INSTRUCTION 1:
Duplicate the part of the café text that opens with the words containing "We’re all noticing" and closes with "owner Greg Cotta.".

Essentially, the lesson here is to learn how to encode your values into the daily texture of the experience across every touch point.
Values matter more than ever
We keep repeating and hearing the same speech about values and there’s a reason for that - not enough cafés know how to do it!
It’s not about translating them to your tone of voice or your colour palette… It’s about knowing what you won’t compromise on - you won’t let happen and transgress on.
And logically, scaling, growing and hiring more people often leads to compromising and cutting corners or worse, implementing shortcuts with the hope no one will realise. Not only does it demote staff but it will absolutely despair your customers. I mean, look at Starbucks 🫣
Your operating philosophy is the foundation of everything that follows. Story and Soil Coffee in Hartford made specialty coffee feel accessible and non-intimidating from day one by thinking about how they trained their team, how they talked about what they serve, how they shaped the space to feel like it was for everyone. Details but paired with their values and it made magic happen.
Ditching socials to focus on in real life experience
I had to laugh when I returned to Instagram after a six-month hiatus, having wiped my account entirely. Quite a few cafés that used to post regularly have since stopped posting altogether.
We’re all noticing it, people are tired of social media, AI and living an online parallel life. And I really do get it, but also I’ve been convinced most of my adult life that businesses could not do without.
Two cafés have been vocal about it,
Anthology Coffee in Detroit has 16,000 Instagram followers and barely posts anymore. Since stepping back from the platform, the business has actually grown faster than when they were actively investing in it. More time to give people a great experience, less time for posting - the math does add up.
Seasons Coffee in Sacramento made a deliberate choice to leave space for customers to find them and share that discovery themselves. “If we’re just promoting it ourselves, it’s not cool anymore,” says owner Greg Cotta.
And I must say, we do love walking into an amazing café randomly when visiting a city.
What else have you noticed that you think should make it onto the list?
Last week was a quiet coffee week because I kept myself busy with hands-on hobbies. Painting for one, walking a lot! and shopping at bookstores, and then calling my grandma repeatedly while also hosting two dinners and meeting a dear friend for a ballet session on Monday night. I’ve been in my season of saying YES to nearly everything coming my way, and it’s been fun (but also a tiny bit tiring).

INSTRUCTION 2:
Edit the records from their first line through the line containing "85, 78, 114, 87" by replacing "scene" with "image", keeping everything else the same, and give back only those lines.

DATA EXTRACT:
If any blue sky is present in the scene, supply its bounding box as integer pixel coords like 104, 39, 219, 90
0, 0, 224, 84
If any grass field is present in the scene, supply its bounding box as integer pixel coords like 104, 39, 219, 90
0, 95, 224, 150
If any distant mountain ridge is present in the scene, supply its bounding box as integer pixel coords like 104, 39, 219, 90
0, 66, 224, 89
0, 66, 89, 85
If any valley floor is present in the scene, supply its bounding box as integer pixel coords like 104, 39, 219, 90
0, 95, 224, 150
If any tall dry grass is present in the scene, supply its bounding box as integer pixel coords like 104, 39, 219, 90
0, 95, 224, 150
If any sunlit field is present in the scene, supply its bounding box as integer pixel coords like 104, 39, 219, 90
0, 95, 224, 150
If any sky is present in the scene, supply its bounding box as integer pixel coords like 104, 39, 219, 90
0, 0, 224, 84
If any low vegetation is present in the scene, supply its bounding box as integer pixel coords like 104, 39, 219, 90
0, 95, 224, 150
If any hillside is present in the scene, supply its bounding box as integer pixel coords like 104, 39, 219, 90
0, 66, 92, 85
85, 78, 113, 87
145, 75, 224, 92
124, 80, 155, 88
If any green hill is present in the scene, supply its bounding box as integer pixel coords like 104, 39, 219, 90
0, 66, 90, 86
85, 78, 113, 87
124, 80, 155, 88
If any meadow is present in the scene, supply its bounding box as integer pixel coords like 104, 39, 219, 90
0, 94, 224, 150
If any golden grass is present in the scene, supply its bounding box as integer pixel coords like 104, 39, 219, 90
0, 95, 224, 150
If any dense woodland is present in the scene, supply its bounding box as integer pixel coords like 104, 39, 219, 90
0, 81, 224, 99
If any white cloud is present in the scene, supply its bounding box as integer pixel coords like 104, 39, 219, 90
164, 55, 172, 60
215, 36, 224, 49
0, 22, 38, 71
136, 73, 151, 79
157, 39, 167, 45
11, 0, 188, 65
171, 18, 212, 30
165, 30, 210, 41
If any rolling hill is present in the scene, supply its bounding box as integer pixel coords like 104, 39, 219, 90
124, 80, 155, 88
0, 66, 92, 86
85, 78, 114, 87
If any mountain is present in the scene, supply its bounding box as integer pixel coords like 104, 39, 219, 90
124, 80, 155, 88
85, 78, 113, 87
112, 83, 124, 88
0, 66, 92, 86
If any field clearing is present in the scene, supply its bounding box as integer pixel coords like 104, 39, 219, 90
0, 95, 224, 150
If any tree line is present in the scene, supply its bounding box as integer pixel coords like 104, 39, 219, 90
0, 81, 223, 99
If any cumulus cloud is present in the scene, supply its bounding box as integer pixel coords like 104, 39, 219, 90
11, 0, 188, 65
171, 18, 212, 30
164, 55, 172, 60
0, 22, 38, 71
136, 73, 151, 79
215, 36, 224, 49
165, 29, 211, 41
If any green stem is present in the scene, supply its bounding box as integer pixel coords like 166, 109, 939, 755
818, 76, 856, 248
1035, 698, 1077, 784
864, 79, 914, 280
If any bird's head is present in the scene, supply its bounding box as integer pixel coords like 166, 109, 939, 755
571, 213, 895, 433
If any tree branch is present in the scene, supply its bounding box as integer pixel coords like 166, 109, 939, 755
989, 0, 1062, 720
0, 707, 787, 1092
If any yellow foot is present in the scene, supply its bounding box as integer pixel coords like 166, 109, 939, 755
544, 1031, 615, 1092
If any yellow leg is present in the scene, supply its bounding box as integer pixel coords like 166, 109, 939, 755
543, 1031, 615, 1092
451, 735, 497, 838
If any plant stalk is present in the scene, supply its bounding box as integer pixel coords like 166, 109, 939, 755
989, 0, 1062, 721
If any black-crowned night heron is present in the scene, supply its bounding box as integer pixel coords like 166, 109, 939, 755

OUTPUT 1:
We’re all noticing it, people are tired of social media, AI and living an online parallel life. And I really do get it, but also I’ve been convinced most of my adult life that businesses could not do without.
Two cafés have been vocal about it,
Anthology Coffee in Detroit has 16,000 Instagram followers and barely posts anymore. Since stepping back from the platform, the business has actually grown faster than when they were actively investing in it. More time to give people a great experience, less time for posting - the math does add up.
Seasons Coffee in Sacramento made a deliberate choice to leave space for customers to find them and share that discovery themselves. “If we’re just promoting it ourselves, it’s not cool anymore,” says owner Greg Cotta.

OUTPUT 2:
If any blue sky is present in the image, supply its bounding box as integer pixel coords like 104, 39, 219, 90
0, 0, 224, 84
If any grass field is present in the image, supply its bounding box as integer pixel coords like 104, 39, 219, 90
0, 95, 224, 150
If any distant mountain ridge is present in the image, supply its bounding box as integer pixel coords like 104, 39, 219, 90
0, 66, 224, 89
0, 66, 89, 85
If any valley floor is present in the image, supply its bounding box as integer pixel coords like 104, 39, 219, 90
0, 95, 224, 150
If any tall dry grass is present in the image, supply its bounding box as integer pixel coords like 104, 39, 219, 90
0, 95, 224, 150
If any sunlit field is present in the image, supply its bounding box as integer pixel coords like 104, 39, 219, 90
0, 95, 224, 150
If any sky is present in the image, supply its bounding box as integer pixel coords like 104, 39, 219, 90
0, 0, 224, 84
If any low vegetation is present in the image, supply its bounding box as integer pixel coords like 104, 39, 219, 90
0, 95, 224, 150
If any hillside is present in the image, supply its bounding box as integer pixel coords like 104, 39, 219, 90
0, 66, 92, 85
85, 78, 113, 87
145, 75, 224, 92
124, 80, 155, 88
If any green hill is present in the image, supply its bounding box as integer pixel coords like 104, 39, 219, 90
0, 66, 90, 86
85, 78, 113, 87
124, 80, 155, 88
If any meadow is present in the image, supply its bounding box as integer pixel coords like 104, 39, 219, 90
0, 94, 224, 150
If any golden grass is present in the image, supply its bounding box as integer pixel coords like 104, 39, 219, 90
0, 95, 224, 150
If any dense woodland is present in the image, supply its bounding box as integer pixel coords like 104, 39, 219, 90
0, 81, 224, 99
If any white cloud is present in the image, supply its bounding box as integer pixel coords like 104, 39, 219, 90
164, 55, 172, 60
215, 36, 224, 49
0, 22, 38, 71
136, 73, 151, 79
157, 39, 167, 45
11, 0, 188, 65
171, 18, 212, 30
165, 30, 210, 41
If any rolling hill is present in the image, supply its bounding box as integer pixel coords like 104, 39, 219, 90
124, 80, 155, 88
0, 66, 92, 86
85, 78, 114, 87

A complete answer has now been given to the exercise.